### Selected text
Although not specifically about discrimination, it lays a foundation for everyone living in dignity, one could argue this also includes no one suffering from discrimination (Reaume, 2003).

The Basic Law does not have a single article that prohibits discrimination, but instead divides it between the different grounds, for instance with regarding to equality before the law (Art.3 GG, 2014) it says that no person shall be (dis-)favoured on the basis on a list of grounds15.

It lists fewer grounds for discrimination than other similar documents, but is the only declaration that includes the wording of ‘homeland’ instead of national/ethnic origin, which suggests a form of strong attachment to the country if one considers it a home. Interestingly, the entire German Basic Law does not once mention the word ‘discrimination’ in any context. Instead, it makes use of the words (dis- )favoured, which simultaneously seems to prohibit positive discrimination. But since there is not one article specifically about non-discrimination, there are numerous implicit references to it. These articles include for instance Article 2 GG, which explicitly states that personal freedoms should not be limited, or explicitly connect to faith, freedom of expression, etc.16.

### Data lines
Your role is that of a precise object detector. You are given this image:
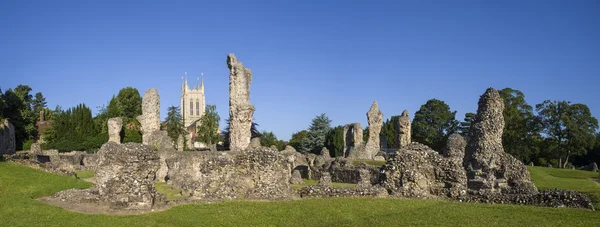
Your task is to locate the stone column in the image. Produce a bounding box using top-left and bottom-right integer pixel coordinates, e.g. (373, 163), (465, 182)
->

### Job 1
Using the passage on the German Basic Law, decide whether each statement agrees with it: (a) the Basic Law uses the word "discrimination" in several places; (b) the Basic Law lists fewer grounds for discrimination than other similar documents; (c) the Basic Law contains a single article that prohibits discrimination. Answer yes or no for each, and quote the words of the passage that decide it.
### Job 2
In the passage on the German Basic Law, which word does the Basic Law use in place of national/ethnic origin?
### Job 3
Update the passage on the German Basic Law between "Although not specifically" and "discrimination (Reaume, 2003).", inclusive, so that "dignity" becomes "respect".

### Complete answer 1
(a) No: "the entire German Basic Law does not once mention the word ‘discrimination’ in any context."
(b) Yes: "It lists fewer grounds for discrimination than other similar documents"
(c) No: "The Basic Law does not have a single article that prohibits discrimination"

### Complete answer 2
It uses the word ‘homeland’.

### Complete answer 3
Although not specifically about discrimination, it lays a foundation for everyone living in respect, one could argue this also includes no one suffering from discrimination (Reaume, 2003).